EXERCISE OBJECTIVE: Copy out every line of the data that has the word "window" somewhere in it.

SUPPLIED DATA:
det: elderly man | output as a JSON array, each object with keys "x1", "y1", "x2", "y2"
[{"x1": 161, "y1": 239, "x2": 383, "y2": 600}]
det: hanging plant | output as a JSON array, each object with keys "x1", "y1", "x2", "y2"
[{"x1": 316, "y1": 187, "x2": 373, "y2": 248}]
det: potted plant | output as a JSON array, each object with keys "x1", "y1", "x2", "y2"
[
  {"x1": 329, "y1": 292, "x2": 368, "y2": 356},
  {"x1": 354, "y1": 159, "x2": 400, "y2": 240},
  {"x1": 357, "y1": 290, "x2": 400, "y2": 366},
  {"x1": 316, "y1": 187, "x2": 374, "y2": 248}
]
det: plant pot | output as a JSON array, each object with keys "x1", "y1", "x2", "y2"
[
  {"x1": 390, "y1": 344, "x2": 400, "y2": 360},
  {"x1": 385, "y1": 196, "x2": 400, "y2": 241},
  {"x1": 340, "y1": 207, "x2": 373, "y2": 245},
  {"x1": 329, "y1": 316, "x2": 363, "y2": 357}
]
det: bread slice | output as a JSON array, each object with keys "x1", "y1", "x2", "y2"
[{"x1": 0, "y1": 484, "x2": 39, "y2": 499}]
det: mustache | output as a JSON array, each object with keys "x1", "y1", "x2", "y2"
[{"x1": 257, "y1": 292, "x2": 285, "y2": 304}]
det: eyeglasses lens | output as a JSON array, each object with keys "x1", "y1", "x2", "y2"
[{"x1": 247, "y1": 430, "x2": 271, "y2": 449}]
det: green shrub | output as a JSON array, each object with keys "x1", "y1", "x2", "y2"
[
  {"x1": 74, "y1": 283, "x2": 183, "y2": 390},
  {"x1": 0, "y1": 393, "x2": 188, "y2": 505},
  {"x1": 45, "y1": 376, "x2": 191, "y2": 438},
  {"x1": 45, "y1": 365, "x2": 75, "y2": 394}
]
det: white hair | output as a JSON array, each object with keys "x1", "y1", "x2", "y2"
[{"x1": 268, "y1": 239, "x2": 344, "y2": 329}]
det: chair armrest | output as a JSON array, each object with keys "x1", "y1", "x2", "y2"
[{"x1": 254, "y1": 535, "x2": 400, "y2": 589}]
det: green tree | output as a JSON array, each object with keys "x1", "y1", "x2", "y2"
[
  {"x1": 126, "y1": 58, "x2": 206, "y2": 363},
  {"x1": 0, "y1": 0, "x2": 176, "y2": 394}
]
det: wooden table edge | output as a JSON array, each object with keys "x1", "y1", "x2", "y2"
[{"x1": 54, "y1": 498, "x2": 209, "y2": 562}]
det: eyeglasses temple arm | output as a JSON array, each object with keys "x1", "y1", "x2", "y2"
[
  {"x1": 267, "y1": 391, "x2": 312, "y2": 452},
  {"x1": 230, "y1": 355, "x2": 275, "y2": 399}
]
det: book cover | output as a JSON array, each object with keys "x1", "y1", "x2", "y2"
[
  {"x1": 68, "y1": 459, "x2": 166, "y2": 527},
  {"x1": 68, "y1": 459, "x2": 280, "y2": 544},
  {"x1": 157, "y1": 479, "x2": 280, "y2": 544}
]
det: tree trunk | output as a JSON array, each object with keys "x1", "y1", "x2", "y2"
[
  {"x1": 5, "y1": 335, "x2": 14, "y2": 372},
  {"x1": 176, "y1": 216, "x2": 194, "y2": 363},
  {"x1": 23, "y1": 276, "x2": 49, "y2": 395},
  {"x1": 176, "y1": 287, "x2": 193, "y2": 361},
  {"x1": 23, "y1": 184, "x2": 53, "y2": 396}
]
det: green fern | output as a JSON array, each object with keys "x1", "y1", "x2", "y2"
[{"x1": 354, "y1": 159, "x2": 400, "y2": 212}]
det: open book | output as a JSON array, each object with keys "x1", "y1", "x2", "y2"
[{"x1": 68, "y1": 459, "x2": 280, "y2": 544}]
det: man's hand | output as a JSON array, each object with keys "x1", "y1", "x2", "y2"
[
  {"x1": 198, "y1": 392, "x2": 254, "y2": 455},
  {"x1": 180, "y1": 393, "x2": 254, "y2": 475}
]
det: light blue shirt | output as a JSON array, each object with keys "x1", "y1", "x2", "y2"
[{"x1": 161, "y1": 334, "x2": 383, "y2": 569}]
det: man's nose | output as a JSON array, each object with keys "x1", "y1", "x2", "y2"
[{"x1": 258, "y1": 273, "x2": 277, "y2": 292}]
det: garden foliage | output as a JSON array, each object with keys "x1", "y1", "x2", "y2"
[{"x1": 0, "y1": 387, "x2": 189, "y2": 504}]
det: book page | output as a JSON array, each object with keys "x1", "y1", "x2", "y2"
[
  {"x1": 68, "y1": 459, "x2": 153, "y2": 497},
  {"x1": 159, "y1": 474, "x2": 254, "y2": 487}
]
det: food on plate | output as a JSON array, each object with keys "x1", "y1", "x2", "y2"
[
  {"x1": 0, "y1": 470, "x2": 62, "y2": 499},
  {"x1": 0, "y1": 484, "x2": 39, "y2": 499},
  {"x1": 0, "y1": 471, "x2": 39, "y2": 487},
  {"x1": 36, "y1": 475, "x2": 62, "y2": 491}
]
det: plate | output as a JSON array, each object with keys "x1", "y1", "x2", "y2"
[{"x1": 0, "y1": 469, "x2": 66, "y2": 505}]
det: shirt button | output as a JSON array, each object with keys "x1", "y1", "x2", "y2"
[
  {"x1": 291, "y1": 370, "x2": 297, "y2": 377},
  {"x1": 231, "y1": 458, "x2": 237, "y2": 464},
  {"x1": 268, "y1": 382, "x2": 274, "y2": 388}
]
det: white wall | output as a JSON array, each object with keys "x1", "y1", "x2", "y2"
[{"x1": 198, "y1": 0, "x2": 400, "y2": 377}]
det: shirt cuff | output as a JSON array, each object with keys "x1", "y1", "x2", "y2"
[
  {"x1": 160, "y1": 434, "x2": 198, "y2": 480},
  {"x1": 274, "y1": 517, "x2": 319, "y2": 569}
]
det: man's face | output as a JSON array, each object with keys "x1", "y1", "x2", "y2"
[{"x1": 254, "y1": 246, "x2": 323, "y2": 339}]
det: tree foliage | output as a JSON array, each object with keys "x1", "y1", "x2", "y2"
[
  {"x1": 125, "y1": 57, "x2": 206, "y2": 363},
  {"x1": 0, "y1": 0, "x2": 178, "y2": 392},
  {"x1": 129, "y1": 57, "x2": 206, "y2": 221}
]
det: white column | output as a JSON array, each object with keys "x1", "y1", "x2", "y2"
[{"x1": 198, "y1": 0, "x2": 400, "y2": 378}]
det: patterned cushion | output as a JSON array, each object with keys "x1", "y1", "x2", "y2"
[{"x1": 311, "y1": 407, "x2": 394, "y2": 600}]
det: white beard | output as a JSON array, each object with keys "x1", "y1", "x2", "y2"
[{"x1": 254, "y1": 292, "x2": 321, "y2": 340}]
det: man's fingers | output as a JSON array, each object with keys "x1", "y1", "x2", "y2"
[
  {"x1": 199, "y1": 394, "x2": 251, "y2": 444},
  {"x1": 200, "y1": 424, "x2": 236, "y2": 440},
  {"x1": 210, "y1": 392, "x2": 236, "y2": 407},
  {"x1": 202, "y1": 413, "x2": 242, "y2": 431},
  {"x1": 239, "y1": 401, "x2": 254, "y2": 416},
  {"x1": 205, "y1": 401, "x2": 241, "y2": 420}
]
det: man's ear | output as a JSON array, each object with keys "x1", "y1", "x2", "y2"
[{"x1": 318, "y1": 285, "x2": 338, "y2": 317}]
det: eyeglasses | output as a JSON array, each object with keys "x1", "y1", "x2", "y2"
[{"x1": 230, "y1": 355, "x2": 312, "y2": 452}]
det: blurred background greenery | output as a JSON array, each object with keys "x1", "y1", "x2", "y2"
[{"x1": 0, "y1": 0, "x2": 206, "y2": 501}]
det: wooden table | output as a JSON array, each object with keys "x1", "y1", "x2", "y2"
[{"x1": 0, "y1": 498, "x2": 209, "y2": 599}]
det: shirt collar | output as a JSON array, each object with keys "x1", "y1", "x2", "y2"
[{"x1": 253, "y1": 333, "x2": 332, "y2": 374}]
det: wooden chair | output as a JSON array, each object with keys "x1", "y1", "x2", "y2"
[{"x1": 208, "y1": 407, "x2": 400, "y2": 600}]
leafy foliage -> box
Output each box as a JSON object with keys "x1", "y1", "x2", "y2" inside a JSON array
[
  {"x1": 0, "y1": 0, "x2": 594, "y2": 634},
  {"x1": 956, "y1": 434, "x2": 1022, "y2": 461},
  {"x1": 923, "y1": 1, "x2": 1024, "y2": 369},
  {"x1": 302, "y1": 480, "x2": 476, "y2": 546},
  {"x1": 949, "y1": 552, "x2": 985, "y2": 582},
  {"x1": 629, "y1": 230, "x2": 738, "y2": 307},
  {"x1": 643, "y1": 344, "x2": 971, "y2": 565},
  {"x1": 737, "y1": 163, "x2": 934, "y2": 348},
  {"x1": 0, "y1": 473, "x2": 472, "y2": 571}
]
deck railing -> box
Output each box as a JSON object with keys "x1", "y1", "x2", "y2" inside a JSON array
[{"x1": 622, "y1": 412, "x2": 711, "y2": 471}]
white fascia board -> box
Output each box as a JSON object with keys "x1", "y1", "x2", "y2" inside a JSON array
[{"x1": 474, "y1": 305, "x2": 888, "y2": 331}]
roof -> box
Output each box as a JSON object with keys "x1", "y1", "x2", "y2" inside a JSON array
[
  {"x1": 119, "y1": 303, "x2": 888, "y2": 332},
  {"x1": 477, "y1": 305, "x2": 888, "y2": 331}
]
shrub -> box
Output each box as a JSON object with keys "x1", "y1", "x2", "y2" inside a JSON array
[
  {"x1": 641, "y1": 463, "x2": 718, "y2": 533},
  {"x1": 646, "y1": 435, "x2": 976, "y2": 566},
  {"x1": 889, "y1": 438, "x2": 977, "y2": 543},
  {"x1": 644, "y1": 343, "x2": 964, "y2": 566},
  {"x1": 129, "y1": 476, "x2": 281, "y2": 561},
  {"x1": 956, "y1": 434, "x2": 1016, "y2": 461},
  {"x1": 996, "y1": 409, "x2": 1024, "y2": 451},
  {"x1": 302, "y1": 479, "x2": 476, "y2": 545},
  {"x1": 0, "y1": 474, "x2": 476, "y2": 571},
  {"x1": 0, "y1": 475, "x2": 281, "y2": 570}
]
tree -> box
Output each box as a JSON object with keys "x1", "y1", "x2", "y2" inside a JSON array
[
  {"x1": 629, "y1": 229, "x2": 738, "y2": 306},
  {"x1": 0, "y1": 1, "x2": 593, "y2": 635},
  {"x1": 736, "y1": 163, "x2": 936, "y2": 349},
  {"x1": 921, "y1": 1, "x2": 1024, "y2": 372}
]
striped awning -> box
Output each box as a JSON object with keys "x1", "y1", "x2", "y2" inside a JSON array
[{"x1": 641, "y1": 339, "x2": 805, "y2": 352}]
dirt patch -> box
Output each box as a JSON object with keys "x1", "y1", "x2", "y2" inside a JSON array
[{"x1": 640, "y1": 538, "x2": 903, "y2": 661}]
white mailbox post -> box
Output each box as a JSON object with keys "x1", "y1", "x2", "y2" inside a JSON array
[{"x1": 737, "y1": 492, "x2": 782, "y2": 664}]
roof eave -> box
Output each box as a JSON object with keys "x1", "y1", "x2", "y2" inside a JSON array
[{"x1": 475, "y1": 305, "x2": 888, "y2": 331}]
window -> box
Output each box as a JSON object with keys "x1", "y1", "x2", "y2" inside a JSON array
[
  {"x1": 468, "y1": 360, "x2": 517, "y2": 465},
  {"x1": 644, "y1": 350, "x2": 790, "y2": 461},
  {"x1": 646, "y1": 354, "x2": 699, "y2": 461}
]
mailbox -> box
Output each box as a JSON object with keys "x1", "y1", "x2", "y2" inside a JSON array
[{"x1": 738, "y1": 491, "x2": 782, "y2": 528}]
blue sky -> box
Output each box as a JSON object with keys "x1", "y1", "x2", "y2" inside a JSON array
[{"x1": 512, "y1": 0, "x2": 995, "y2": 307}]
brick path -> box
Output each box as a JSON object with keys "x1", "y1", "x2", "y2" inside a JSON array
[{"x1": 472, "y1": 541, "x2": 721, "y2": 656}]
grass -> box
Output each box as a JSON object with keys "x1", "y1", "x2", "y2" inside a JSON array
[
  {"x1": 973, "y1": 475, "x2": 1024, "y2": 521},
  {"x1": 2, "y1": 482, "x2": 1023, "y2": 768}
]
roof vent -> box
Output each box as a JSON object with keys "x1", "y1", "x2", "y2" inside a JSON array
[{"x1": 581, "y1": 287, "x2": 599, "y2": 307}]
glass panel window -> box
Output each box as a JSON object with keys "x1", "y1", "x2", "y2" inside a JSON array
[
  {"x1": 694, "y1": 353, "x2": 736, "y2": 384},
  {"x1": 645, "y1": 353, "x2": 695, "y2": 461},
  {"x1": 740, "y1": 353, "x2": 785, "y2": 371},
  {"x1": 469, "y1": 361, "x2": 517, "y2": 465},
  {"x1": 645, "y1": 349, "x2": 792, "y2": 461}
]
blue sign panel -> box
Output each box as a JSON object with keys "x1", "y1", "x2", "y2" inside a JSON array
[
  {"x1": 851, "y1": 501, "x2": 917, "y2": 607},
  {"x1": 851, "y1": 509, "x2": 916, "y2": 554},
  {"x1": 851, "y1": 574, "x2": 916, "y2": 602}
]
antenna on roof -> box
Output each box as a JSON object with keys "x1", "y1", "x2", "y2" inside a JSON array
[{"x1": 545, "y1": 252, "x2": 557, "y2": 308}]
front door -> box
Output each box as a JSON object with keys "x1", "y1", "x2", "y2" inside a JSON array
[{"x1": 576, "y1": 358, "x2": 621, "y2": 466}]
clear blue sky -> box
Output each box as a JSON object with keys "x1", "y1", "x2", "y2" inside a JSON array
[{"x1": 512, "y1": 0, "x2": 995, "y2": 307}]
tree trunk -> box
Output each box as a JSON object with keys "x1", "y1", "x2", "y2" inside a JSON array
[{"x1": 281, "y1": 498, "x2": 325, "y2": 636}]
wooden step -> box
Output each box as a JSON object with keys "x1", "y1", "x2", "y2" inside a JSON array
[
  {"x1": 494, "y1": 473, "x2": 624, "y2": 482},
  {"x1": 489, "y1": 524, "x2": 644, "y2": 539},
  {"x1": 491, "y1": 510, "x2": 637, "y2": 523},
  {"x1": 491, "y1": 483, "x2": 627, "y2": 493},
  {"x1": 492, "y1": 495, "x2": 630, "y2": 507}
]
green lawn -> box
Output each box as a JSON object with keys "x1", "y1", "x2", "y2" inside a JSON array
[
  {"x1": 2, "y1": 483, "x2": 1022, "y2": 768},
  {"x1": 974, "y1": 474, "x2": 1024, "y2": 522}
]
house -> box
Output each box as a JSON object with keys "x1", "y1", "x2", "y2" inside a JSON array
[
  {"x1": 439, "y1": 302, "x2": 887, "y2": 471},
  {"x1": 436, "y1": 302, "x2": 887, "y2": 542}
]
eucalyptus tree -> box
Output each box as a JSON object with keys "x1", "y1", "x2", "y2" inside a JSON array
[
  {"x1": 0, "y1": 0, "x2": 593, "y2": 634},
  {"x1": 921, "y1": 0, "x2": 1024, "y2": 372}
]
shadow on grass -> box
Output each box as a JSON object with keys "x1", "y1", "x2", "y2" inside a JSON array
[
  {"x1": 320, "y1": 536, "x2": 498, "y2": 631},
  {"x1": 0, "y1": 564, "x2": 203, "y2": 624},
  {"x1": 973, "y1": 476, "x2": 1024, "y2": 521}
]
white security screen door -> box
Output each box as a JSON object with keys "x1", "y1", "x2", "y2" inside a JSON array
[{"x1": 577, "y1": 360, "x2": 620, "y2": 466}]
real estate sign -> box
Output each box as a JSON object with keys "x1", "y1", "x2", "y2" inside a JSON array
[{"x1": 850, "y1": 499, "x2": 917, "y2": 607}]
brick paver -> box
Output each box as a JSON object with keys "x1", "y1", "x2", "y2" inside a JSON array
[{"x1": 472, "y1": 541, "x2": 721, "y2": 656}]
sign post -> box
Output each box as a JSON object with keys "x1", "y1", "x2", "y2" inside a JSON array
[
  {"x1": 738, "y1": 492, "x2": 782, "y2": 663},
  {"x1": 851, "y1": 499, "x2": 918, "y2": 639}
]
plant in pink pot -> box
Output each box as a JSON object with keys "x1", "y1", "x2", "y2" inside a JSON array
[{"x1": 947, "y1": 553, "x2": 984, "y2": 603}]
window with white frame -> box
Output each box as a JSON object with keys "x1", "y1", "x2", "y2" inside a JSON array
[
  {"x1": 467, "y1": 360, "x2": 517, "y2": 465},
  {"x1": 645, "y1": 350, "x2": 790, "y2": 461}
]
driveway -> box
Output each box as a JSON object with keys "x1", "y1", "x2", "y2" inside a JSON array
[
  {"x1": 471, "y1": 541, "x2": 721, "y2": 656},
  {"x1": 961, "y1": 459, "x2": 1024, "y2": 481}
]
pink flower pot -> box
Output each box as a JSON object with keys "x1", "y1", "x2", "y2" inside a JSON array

WRITTEN REPLY:
window -> box
glass panel window -> box
window with white frame -> box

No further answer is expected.